Fossil that fills missing evolutionary link named after University of Chicago professors

Jablonskipora kidwellae
Jablonskipora kidwellae, the first known member of the modern bryozoans to grow up into a structure. Credit: Paul Taylor/London’s Natural History Museum

Lurking in oceans, rivers and lakes around the world are tiny, ancient animals known to few people. Bryozoans, tiny marine creatures that live in colonies, are “living fossils”—their lineage goes back to the time when multi-celled life was a newfangled concept. But until now, scientists were missing evidence of one important breakthrough that helped the bryozoans survive 500 million years as the world changed around them.

Today, the diverse group of bryozoans that dominate modern seas build a great range of structures, from fans to sheets to weird, brain-like blobs. But for the first 50 or 60 million years of their existence, they could only grow like blankets over whatever surface they happened upon.

Scientists recently announced the discovery of that missing evolutionary link—the first known member of the modern bryozoans to grow up into a structure. Called Jablonskipora kidwellae, it is named after UChicago geophysical scientists David Jablonski and Susan Kidwell.

Both are prominent scholars in their fields: Jablonski in origins, extinctions and other forces shaping biodiversity across time and space in marine invertebrates; Kidwell in the study of how fossils are preserved and the reliability of paleobiologic data, especially for detecting recent, human-driven changes to ecosystems. They also happen to be married.

“We were absolutely thrilled. What a treat and an honor, to have this little guy named after us,” said Jablonski, the William R. Kenan Jr. Distinguished Service Professor of Geophysical Sciences.

“I never expected to have a fossil named after me,” said Kidwell, the William Rainey Harper Professor in Geophysical Sciences, “and here it’s one that is an evolutionary breakthrough. We’re still smiling about it.”

Jablonskipora kidwellae lived about 105 million years ago, latching on to rocks and other hard surfaces in shallow seas—a bit like corals, though they’re not related. The fossils came from southwest England, along cliffs near Devon, originally collected in 1903 and analyzed by co-discoverers Paul Taylor and Silviu Martha from London’s Natural History Museum.

— WORK INSTRUCTION 1 —
In the article about the fossil named after University of Chicago professors, translate this sentence into Spanish: "Today, the diverse group of bryozoans that dominate modern seas build a great range of structures, from fans to sheets to weird, brain-like blobs."
— WORK INSTRUCTION 2 —
Rewrite part of the article about the fossil named after University of Chicago professors, substituting "moss animals" for "bryozoans". Start at the words "Today, the diverse" and stop after "and Susan Kidwell.".
— WORK INSTRUCTION 3 —
According to the article about the fossil named after University of Chicago professors, in what year were the fossils originally collected?

— DATASET EXTRACT —
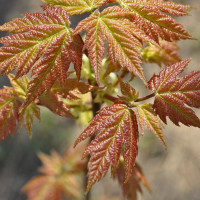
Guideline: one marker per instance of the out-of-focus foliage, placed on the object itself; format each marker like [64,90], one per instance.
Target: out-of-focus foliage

— EXPECTED ANSWER 1 —
Hoy en día, el diverso grupo de briozoos que domina los mares modernos construye una gran variedad de estructuras, desde abanicos hasta láminas y extrañas masas con forma de cerebro.

— EXPECTED ANSWER 2 —
Today, the diverse group of moss animals that dominate modern seas build a great range of structures, from fans to sheets to weird, brain-like blobs. But for the first 50 or 60 million years of their existence, they could only grow like blankets over whatever surface they happened upon.

Scientists recently announced the discovery of that missing evolutionary link—the first known member of the modern moss animals to grow up into a structure. Called Jablonskipora kidwellae, it is named after UChicago geophysical scientists David Jablonski and Susan Kidwell.

— EXPECTED ANSWER 3 —
1903.